Dafuer koennen die Entwickler aber nichts, eher das Management, was eben lieber noch 10 weitere, preiswerte Anfaenger einstellt, als wenigstens einen teuren aber erfahrenen. 

Das einzige was dann auf Dauer gesehen hilft, ist mit gutem Beispiel voranzugehen und den Leuten zu beweisen, dass es durch einfachere Strukturen, viiiel kuerzer Methoden, Unit-/Integrationstests und Weiterbildungen aller Art (z.B. Pragmatischen Programmierer + Clean Code zur Pflichtlektuere erheben), wirklich besser wird.
--ende--

Interessant ist nun die Frage, wie man genau das an die "Anfaenger" herantraegt. Wenn ich mich an mein Studium zurueckerinnere, da gings in den Softwaretechnologievorlesungen eigentlich immer um Designpatterns oder irgendwelche Algorithmen. Oder halt nen Einsteigerkurs in C++ oder Java - der meistens von einem hoehersemestrigen Studenten gehalten wurde. Imho muesste man hier viel mehr gute Leute aus der Industrie mit echten Erfahrungen an die Unis/FH schicken, um dort "CleanCode"-Pflichtveranstaltungen zu halten. 

Also im Grunde stimme ich dir zu, die Regel koennte man als zentrales Element auffassen. Allerdings reicht das Aufstellen der Regel wohl nicht. Man muss auch begruenden, wieso und warum und vor allem, was passiert wenn man sich nicht an sie haelt. Zudem muessen die kurzen Methoden auch sinnvoll und passend sein. Auch in einem 5 LOC Getter kann man z.B. nen fiesen Seiteneffekt einbauen, der in einem Getter NICHTS zu suchen hat 

Edit: In meinen Augen wird in der IT Ausbildung auch seit jeher vernachlaessigt, dass man sich bestehenden Code ansieht und versteht. Das macht man in jedem anderen Beruf wie selbstverstaendlich, nur in der IT ist das irgendwie sehr selten anzutreffen...


----------



## MrWhite (9. Mrz 2012)

> Mir ist eine Regel natürlich zu wenig und deswegen mache ich 2 draus:
> 1. Methoden haben kurz zu sein.
> 2. Methoden haben noch kürzer zu sein!
> (frei nach Bob Martin)

# BEREITGESTELLTE DATEN
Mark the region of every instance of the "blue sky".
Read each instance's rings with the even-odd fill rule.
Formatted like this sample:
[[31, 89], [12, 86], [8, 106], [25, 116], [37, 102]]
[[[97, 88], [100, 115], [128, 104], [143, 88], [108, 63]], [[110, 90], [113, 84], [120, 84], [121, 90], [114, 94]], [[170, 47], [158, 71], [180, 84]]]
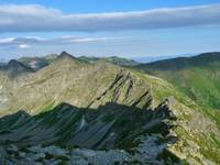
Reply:
[[0, 58], [220, 51], [219, 0], [0, 0]]

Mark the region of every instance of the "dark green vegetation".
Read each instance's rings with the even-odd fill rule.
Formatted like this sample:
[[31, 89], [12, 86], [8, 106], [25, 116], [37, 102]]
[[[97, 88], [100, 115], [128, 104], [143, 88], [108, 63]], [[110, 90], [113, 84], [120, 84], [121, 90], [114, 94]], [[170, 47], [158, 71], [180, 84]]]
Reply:
[[175, 85], [220, 125], [220, 53], [205, 53], [135, 67]]
[[[218, 90], [212, 91], [218, 81], [211, 88], [208, 82], [213, 79], [206, 77], [213, 70], [212, 76], [218, 75], [218, 63], [209, 63], [210, 57], [174, 59], [182, 67], [165, 61], [132, 69], [66, 52], [37, 69], [30, 68], [28, 59], [16, 62], [19, 73], [0, 70], [0, 152], [4, 153], [0, 158], [14, 164], [30, 164], [30, 158], [43, 164], [76, 158], [87, 164], [107, 160], [111, 164], [220, 164], [220, 130], [207, 116], [216, 113], [218, 106]], [[191, 77], [182, 75], [186, 70], [206, 72]], [[185, 86], [178, 84], [182, 80]], [[191, 82], [197, 99], [188, 94]], [[202, 88], [217, 95], [216, 105], [205, 100], [208, 94]]]

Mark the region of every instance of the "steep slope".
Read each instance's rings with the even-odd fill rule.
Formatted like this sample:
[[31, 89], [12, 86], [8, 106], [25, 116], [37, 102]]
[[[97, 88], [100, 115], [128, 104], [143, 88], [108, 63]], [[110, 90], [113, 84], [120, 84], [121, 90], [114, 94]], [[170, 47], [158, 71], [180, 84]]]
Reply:
[[220, 53], [143, 64], [135, 69], [174, 84], [204, 107], [220, 125]]
[[[9, 154], [6, 156], [8, 162], [9, 157], [15, 154], [18, 156], [11, 158], [11, 162], [14, 163], [16, 160], [21, 164], [24, 162], [28, 164], [30, 160], [32, 163], [40, 158], [40, 162], [51, 161], [52, 158], [46, 158], [50, 152], [44, 153], [43, 146], [52, 147], [52, 145], [63, 146], [59, 150], [67, 154], [59, 157], [55, 155], [56, 150], [53, 150], [51, 157], [65, 158], [66, 163], [70, 158], [76, 162], [86, 156], [70, 156], [70, 151], [76, 152], [74, 147], [96, 151], [111, 150], [112, 154], [114, 153], [110, 160], [112, 164], [117, 163], [117, 155], [120, 154], [117, 150], [123, 151], [121, 152], [121, 162], [123, 163], [178, 163], [180, 160], [178, 161], [177, 157], [172, 160], [173, 155], [166, 150], [168, 143], [172, 144], [175, 141], [175, 138], [167, 136], [172, 124], [165, 122], [165, 120], [172, 119], [174, 117], [167, 105], [161, 105], [155, 110], [146, 111], [117, 103], [107, 103], [97, 110], [78, 109], [62, 103], [54, 110], [35, 117], [30, 117], [22, 111], [4, 117], [0, 120], [0, 142], [4, 144], [3, 150]], [[40, 144], [41, 146], [37, 146]], [[11, 146], [15, 150], [11, 150]], [[35, 146], [35, 152], [40, 153], [38, 156], [33, 157], [33, 146]], [[65, 150], [64, 146], [68, 146], [68, 150]], [[144, 153], [148, 151], [148, 146], [152, 147], [152, 153]], [[22, 156], [20, 150], [24, 151], [26, 156]], [[132, 155], [131, 152], [135, 152], [135, 150], [139, 153]], [[94, 152], [96, 153], [96, 151]], [[84, 153], [84, 150], [81, 152]], [[163, 157], [165, 153], [167, 156]], [[100, 162], [99, 156], [102, 156], [102, 163], [98, 163]], [[91, 160], [92, 157], [94, 160]], [[107, 154], [97, 153], [90, 156], [90, 161], [87, 161], [92, 164], [107, 164], [105, 162], [107, 158]]]
[[[145, 125], [156, 124], [156, 128], [153, 129], [155, 132], [151, 132], [151, 127], [146, 127], [146, 134], [150, 136], [154, 133], [161, 134], [164, 144], [167, 143], [165, 141], [167, 136], [174, 136], [177, 141], [174, 141], [174, 144], [168, 143], [166, 150], [175, 154], [179, 160], [191, 164], [220, 163], [218, 157], [220, 154], [220, 132], [217, 125], [201, 113], [200, 107], [191, 99], [179, 92], [167, 81], [157, 77], [121, 68], [105, 62], [88, 64], [66, 53], [57, 57], [47, 67], [35, 73], [29, 73], [28, 76], [21, 75], [15, 79], [10, 79], [6, 74], [0, 74], [0, 77], [2, 86], [0, 94], [3, 98], [0, 102], [1, 116], [11, 114], [0, 120], [2, 125], [0, 127], [0, 140], [3, 144], [6, 143], [7, 151], [8, 144], [23, 144], [22, 141], [30, 145], [62, 145], [59, 142], [65, 141], [65, 138], [67, 139], [66, 142], [70, 144], [96, 150], [96, 147], [92, 147], [94, 143], [88, 143], [88, 145], [92, 144], [91, 147], [84, 146], [87, 143], [78, 143], [75, 139], [75, 136], [78, 136], [80, 140], [80, 136], [84, 136], [84, 134], [80, 134], [80, 131], [75, 132], [75, 128], [84, 128], [85, 122], [87, 123], [89, 120], [87, 116], [89, 116], [95, 123], [91, 122], [91, 124], [85, 128], [84, 132], [88, 131], [85, 135], [86, 139], [90, 136], [90, 129], [97, 132], [96, 127], [107, 125], [107, 130], [100, 131], [101, 134], [96, 134], [96, 136], [91, 138], [92, 142], [98, 140], [103, 144], [103, 147], [98, 145], [97, 150], [108, 148], [107, 146], [114, 148], [113, 146], [116, 146], [116, 148], [127, 151], [128, 144], [131, 145], [131, 141], [134, 140], [133, 135], [139, 138], [135, 134], [136, 132], [144, 130]], [[167, 114], [166, 108], [162, 108], [162, 111], [160, 110], [160, 105], [163, 105], [162, 102], [164, 101], [172, 113]], [[58, 106], [62, 102], [67, 102], [77, 108], [68, 105]], [[110, 102], [110, 107], [108, 107], [108, 102]], [[103, 108], [100, 108], [100, 106]], [[98, 111], [102, 110], [96, 113], [96, 109]], [[18, 110], [23, 110], [25, 113], [16, 113]], [[79, 110], [82, 111], [79, 112]], [[78, 112], [80, 116], [78, 116]], [[86, 113], [86, 121], [82, 120], [81, 113]], [[142, 116], [143, 118], [141, 118]], [[103, 117], [106, 122], [100, 123], [99, 117], [101, 119]], [[168, 128], [168, 130], [165, 129], [165, 132], [163, 132], [164, 124], [161, 123], [164, 123], [164, 121], [162, 120], [167, 122], [165, 128], [169, 125], [169, 122], [172, 122], [172, 125], [174, 124], [169, 117], [172, 119], [175, 117], [176, 127], [173, 129]], [[107, 133], [109, 130], [108, 125], [111, 128], [111, 122], [114, 119], [124, 125], [114, 125], [112, 128], [116, 132], [119, 132], [119, 139], [129, 138], [130, 135], [128, 134], [131, 134], [132, 138], [129, 139], [131, 141], [128, 144], [121, 144], [121, 147], [119, 147], [118, 140], [113, 142], [107, 141], [112, 135], [112, 132], [110, 134]], [[129, 121], [128, 124], [127, 120]], [[64, 122], [69, 124], [65, 125]], [[124, 129], [124, 135], [121, 129]], [[148, 135], [145, 138], [148, 138]], [[12, 140], [14, 136], [18, 138], [15, 142]], [[100, 140], [99, 138], [101, 136], [103, 139]], [[150, 139], [156, 139], [156, 141], [161, 139], [156, 136], [152, 135]], [[108, 144], [105, 144], [106, 141]], [[77, 143], [75, 144], [75, 142]], [[161, 147], [161, 145], [157, 146]], [[154, 153], [151, 148], [147, 146], [147, 150], [144, 152]], [[156, 161], [158, 161], [157, 156], [156, 154]], [[164, 161], [165, 157], [162, 160]]]

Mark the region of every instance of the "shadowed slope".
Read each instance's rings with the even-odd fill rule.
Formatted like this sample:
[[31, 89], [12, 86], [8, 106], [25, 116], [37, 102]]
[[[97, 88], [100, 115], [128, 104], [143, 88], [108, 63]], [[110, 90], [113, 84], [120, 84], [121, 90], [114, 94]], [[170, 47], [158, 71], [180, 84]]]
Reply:
[[[8, 151], [8, 160], [12, 158], [9, 151], [13, 144], [23, 151], [36, 145], [68, 146], [69, 150], [124, 150], [129, 153], [142, 151], [143, 153], [139, 153], [142, 158], [138, 161], [133, 156], [131, 161], [140, 164], [146, 163], [146, 160], [148, 163], [172, 163], [178, 160], [172, 160], [170, 153], [166, 157], [163, 154], [168, 152], [167, 144], [176, 141], [176, 138], [169, 136], [173, 120], [175, 117], [166, 103], [155, 110], [117, 103], [107, 103], [97, 110], [78, 109], [62, 103], [48, 112], [33, 117], [19, 111], [1, 118], [0, 143]], [[144, 144], [145, 141], [147, 145]], [[150, 145], [155, 148], [153, 153], [146, 154], [152, 150], [148, 148]], [[21, 156], [16, 158], [22, 160]]]

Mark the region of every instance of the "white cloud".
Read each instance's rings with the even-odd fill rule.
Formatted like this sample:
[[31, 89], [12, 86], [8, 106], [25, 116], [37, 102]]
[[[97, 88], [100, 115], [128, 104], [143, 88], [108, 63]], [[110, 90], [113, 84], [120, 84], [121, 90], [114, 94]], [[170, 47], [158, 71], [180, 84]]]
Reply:
[[220, 23], [220, 3], [146, 11], [65, 14], [43, 6], [0, 6], [0, 32], [123, 31]]
[[86, 36], [61, 36], [56, 38], [42, 38], [38, 36], [6, 37], [0, 40], [0, 47], [15, 46], [29, 48], [31, 45], [66, 45], [77, 43], [108, 42], [121, 37], [86, 37]]
[[19, 45], [19, 48], [30, 48], [31, 46], [30, 45], [26, 45], [26, 44], [21, 44]]
[[14, 37], [0, 38], [0, 44], [11, 43], [13, 40]]

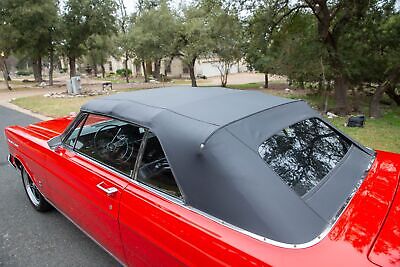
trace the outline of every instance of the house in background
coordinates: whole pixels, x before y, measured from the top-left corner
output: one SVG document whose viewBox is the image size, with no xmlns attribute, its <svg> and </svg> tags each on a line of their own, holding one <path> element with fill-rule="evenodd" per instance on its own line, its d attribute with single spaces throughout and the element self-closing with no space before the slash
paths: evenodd
<svg viewBox="0 0 400 267">
<path fill-rule="evenodd" d="M 105 67 L 107 73 L 115 73 L 118 69 L 124 68 L 123 58 L 117 59 L 114 57 L 110 57 Z M 144 75 L 143 68 L 140 63 L 129 60 L 128 68 L 132 70 L 133 76 Z M 152 71 L 154 71 L 155 69 L 154 63 L 147 63 L 146 68 L 148 73 L 152 73 Z M 229 73 L 239 73 L 247 71 L 248 68 L 246 66 L 246 63 L 244 61 L 240 61 L 230 68 Z M 195 64 L 194 72 L 196 76 L 219 76 L 220 72 L 218 70 L 218 60 L 209 58 L 198 59 Z M 168 77 L 171 78 L 189 78 L 189 68 L 186 66 L 186 64 L 184 64 L 180 57 L 174 57 L 172 58 L 172 60 L 163 59 L 161 61 L 160 73 L 166 74 Z"/>
</svg>

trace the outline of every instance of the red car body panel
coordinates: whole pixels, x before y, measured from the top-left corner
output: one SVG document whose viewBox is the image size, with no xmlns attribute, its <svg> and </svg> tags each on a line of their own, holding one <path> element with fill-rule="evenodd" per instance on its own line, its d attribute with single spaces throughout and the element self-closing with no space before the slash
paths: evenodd
<svg viewBox="0 0 400 267">
<path fill-rule="evenodd" d="M 66 117 L 6 129 L 10 154 L 59 210 L 127 265 L 398 265 L 400 155 L 378 151 L 367 177 L 317 244 L 282 248 L 231 229 L 148 190 L 100 164 L 47 141 Z M 107 196 L 96 188 L 118 188 Z M 279 205 L 279 203 L 277 203 Z"/>
</svg>

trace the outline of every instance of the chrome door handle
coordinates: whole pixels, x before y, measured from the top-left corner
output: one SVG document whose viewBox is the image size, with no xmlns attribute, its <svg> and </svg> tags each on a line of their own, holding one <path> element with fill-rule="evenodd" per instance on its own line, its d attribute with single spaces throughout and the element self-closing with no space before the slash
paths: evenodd
<svg viewBox="0 0 400 267">
<path fill-rule="evenodd" d="M 115 187 L 105 188 L 103 187 L 104 182 L 100 182 L 96 185 L 97 188 L 101 189 L 102 191 L 106 192 L 107 196 L 111 196 L 118 192 L 118 189 Z"/>
</svg>

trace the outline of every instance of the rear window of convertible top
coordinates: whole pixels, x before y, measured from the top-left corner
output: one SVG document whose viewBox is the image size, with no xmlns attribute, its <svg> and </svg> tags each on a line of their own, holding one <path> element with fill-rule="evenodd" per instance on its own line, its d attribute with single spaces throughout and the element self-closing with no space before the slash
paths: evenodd
<svg viewBox="0 0 400 267">
<path fill-rule="evenodd" d="M 258 153 L 283 182 L 303 196 L 335 168 L 350 146 L 330 126 L 311 118 L 271 136 Z"/>
</svg>

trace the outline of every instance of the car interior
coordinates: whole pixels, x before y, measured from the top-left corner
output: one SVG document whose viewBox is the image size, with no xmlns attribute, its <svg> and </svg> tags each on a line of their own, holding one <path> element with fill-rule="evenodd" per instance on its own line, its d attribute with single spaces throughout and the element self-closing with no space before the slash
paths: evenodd
<svg viewBox="0 0 400 267">
<path fill-rule="evenodd" d="M 132 177 L 147 130 L 115 119 L 94 119 L 91 116 L 94 117 L 89 115 L 79 136 L 79 130 L 75 129 L 67 143 L 74 143 L 76 151 Z M 76 141 L 70 140 L 73 138 Z M 181 197 L 161 144 L 152 132 L 146 136 L 136 179 L 163 193 Z"/>
</svg>

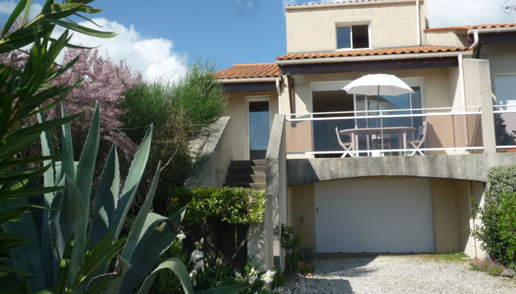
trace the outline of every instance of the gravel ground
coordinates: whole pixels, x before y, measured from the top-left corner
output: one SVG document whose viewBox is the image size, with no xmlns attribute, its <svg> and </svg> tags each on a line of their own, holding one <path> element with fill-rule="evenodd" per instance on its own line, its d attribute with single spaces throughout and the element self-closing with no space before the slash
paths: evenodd
<svg viewBox="0 0 516 294">
<path fill-rule="evenodd" d="M 332 254 L 313 266 L 312 276 L 298 276 L 295 293 L 516 293 L 515 279 L 417 256 Z"/>
</svg>

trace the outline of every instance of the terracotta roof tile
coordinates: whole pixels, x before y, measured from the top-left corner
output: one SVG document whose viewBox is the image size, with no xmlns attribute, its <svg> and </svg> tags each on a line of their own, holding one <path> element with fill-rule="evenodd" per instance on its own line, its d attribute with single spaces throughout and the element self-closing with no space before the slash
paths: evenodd
<svg viewBox="0 0 516 294">
<path fill-rule="evenodd" d="M 251 79 L 278 77 L 281 76 L 281 72 L 280 68 L 274 63 L 235 64 L 215 73 L 215 75 L 219 79 Z"/>
<path fill-rule="evenodd" d="M 345 57 L 356 56 L 389 55 L 395 54 L 430 53 L 436 52 L 469 51 L 467 47 L 419 46 L 417 47 L 388 48 L 382 49 L 347 50 L 330 52 L 294 53 L 276 57 L 276 60 L 310 59 L 317 58 Z"/>
<path fill-rule="evenodd" d="M 425 31 L 468 31 L 474 29 L 496 29 L 499 27 L 515 27 L 516 23 L 499 23 L 495 25 L 459 25 L 456 27 L 432 27 Z"/>
</svg>

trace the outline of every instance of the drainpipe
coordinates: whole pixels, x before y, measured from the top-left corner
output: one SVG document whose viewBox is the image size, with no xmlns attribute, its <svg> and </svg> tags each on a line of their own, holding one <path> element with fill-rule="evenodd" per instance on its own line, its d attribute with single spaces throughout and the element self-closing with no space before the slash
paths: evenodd
<svg viewBox="0 0 516 294">
<path fill-rule="evenodd" d="M 278 91 L 278 113 L 281 113 L 281 83 L 280 80 L 276 80 L 276 91 Z"/>
<path fill-rule="evenodd" d="M 473 32 L 473 37 L 474 37 L 474 42 L 473 42 L 471 46 L 469 46 L 470 49 L 474 49 L 475 48 L 476 48 L 477 46 L 478 46 L 478 42 L 479 42 L 478 31 L 475 31 Z"/>
<path fill-rule="evenodd" d="M 416 28 L 417 29 L 417 46 L 421 46 L 421 13 L 419 0 L 416 0 Z"/>
<path fill-rule="evenodd" d="M 458 55 L 458 81 L 460 83 L 460 98 L 462 100 L 462 107 L 466 106 L 466 86 L 464 81 L 464 56 L 462 54 Z M 463 109 L 463 111 L 465 111 Z"/>
</svg>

# AUFGABEN
[1] Übertrage den Satz „Allerdings reicht das Aufstellen der Regel wohl nicht.“ aus der Diskussion über kurze Methoden ins Englische.
[2] Schreibe die Diskussion über kurze Methoden im Anschluss an ihren letzten Satz weiter.
Die Auflistung spielt hierfür keine Rolle.

# LÖSUNGEN
[1] However, setting up the rule is probably not enough.

[2]
Das ist schön und gut. Aber ich erinnere an Paracelsus:

Alles ist ein Gift, es kommt nur auf die Menge an.

Methoden haben so groß zu sein, wie sie sein müssen.

Das können durchaus manchmal 20 Zeilen, in Ausnahmefällen sogar manchmal 50 sein. Was soll ich die Code-Datei derart fragmentieren? Beim Debugging sind mehrere kleinere Methoden auch nicht immer hilfreich, teilweise sogar nervig.

Diese Regel hat sicherlich ihre Daseinsberechtigung, aber ihr dogmatisch zu folgen ist trotzdem falsch. Es gibt durchaus Fälle, wo eine längere Methode die bessere Wahl ist.


----------



## JohannisderKaeufer (9. Mrz 2012)

MrWhite hat gesagt.:


> Beim Debugging



Vielleicht bin ich ja noch etwas zu Jung, aber Debugging?

Debugging halt ich eher für ein Zeichen von schlecht testbarem Code, bzw. aus Ermangelung irgendwelcher Gründe nicht getestetem Code.

Und mit Testen meine ich automatisches Testen, JUnit, Spock, Mocks, etc.

Naja, und für 200-Zeilen-Methoden lassen sich in der Regel nur sehr schlecht Tests schreiben, was dazu führt, das man hier um einen Debugger nur schwer rumkommt, wenn man nicht Refactoren will.


Darüber hinaus empfiehlt es sich auch eine möglichst umfassende Testsuite zu haben, bevor man mit einem Refactoring anfängt.


Aber, Debugging mit Debugger, das halte ich für ein Relikt aus "hoffentlich" längst vergangenen Zeiten.


----------



## Marcinek (9. Mrz 2012)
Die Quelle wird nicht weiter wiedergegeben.